# The exercise
Retype precisely the section of the data that starts at the line containing "Please point out the beige carpet" and runs to its final line, ends included.

# Supplied data
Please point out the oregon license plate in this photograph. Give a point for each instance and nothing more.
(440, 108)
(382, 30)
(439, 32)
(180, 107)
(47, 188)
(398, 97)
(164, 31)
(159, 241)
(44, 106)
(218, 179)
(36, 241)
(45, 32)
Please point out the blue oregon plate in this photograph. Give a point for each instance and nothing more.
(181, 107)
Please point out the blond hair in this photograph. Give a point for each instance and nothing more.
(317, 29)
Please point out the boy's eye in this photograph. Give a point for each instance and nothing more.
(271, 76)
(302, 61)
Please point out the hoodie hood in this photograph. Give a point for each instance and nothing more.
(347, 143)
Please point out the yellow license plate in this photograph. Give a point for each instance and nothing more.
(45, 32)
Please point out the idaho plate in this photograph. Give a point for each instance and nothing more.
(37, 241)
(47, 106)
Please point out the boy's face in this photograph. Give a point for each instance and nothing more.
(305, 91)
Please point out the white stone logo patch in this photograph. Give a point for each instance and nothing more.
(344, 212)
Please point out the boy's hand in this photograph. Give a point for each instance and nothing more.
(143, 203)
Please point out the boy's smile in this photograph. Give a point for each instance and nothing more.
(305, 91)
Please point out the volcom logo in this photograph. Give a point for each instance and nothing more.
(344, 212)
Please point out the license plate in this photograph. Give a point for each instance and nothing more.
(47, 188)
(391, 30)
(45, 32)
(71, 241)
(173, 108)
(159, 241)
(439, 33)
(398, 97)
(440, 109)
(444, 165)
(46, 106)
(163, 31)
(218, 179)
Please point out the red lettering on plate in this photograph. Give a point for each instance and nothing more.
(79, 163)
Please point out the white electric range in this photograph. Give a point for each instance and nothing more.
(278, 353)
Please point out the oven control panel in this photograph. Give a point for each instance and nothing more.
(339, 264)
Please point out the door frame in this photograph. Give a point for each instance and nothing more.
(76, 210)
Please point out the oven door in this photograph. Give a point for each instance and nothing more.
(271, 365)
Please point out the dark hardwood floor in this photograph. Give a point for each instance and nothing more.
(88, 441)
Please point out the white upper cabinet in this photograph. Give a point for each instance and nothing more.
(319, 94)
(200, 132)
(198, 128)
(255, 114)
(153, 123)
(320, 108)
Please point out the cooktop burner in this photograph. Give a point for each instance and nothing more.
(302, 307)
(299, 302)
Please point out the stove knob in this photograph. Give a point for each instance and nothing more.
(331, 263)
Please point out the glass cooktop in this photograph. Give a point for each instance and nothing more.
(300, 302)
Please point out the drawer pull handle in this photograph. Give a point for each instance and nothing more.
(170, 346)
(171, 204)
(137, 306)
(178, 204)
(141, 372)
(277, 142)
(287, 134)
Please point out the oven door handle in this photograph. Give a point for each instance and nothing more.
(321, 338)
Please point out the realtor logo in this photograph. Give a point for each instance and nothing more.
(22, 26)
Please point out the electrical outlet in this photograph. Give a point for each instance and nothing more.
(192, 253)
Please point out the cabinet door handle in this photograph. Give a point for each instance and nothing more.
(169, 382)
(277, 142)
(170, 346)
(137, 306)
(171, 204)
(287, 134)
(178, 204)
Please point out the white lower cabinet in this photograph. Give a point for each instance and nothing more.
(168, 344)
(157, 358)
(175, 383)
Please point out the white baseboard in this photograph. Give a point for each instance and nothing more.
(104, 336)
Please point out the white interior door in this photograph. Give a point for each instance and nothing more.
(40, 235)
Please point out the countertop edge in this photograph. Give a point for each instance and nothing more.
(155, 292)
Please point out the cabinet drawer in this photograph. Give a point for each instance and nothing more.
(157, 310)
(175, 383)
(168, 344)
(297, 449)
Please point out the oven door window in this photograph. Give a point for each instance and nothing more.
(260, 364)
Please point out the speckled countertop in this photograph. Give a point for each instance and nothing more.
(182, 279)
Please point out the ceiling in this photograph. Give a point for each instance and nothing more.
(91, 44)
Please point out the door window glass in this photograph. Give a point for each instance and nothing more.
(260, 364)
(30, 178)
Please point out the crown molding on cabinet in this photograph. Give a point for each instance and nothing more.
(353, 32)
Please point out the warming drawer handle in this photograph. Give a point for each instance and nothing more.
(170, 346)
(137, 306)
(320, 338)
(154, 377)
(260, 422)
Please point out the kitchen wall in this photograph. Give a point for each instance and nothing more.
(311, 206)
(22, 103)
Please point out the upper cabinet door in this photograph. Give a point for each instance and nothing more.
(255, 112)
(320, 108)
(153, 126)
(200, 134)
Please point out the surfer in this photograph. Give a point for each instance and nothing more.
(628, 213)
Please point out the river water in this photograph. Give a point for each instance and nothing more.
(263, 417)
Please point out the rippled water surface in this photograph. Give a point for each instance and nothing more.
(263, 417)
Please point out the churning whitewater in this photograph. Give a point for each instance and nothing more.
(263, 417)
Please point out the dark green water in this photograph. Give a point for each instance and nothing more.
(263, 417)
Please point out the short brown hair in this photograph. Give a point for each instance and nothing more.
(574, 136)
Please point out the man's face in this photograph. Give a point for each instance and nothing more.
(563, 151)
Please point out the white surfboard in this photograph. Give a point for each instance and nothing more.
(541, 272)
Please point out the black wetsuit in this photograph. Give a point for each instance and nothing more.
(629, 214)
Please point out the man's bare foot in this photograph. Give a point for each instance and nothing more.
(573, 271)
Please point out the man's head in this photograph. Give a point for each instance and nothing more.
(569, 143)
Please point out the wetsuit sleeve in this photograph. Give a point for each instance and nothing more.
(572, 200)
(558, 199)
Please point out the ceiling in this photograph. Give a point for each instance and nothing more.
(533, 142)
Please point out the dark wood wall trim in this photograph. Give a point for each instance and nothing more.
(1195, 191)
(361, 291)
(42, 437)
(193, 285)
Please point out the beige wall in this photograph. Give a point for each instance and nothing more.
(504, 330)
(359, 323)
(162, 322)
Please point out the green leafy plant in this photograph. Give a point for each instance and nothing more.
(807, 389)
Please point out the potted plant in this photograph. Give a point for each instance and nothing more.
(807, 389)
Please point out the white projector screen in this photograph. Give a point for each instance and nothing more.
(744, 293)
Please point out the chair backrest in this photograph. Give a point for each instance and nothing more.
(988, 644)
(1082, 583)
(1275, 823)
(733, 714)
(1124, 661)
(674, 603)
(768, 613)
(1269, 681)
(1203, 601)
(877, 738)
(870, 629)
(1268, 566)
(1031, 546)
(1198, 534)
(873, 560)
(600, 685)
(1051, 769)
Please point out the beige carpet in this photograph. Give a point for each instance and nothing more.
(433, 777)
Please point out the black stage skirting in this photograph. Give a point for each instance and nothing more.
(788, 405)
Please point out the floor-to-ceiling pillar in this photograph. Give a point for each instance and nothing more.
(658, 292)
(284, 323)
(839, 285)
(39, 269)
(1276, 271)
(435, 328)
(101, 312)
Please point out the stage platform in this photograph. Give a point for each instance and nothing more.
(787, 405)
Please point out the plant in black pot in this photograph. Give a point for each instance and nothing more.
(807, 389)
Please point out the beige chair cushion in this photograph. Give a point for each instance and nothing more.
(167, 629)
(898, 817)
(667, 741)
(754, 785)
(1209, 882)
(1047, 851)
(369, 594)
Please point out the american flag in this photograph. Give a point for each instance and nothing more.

# Response below
Please point out the beige carpet in this photograph. Give a point for each instance and nothing more.
(433, 777)
Please point out the black stage skirting in this photograph. Give a point for each instance and nothing more.
(788, 405)
Please point out the floor-to-ceiling pillar in this photograph. Give a point for each instance and nothing more.
(658, 292)
(284, 323)
(839, 285)
(39, 269)
(1276, 271)
(435, 328)
(101, 312)
Please point out the stage platform in this photograph. Give a point for each instance and nothing more.
(787, 405)
Please point out the plant in black pot in this photograph. Give a point for each instance and nothing more.
(807, 389)
Please point out the beige chair cushion in this photograph. Give a point for each instance and nothing more.
(167, 629)
(898, 817)
(667, 741)
(754, 785)
(1209, 882)
(1047, 851)
(369, 594)
Please point out the american flag in this photograph. Give a point for each instance and nothing more.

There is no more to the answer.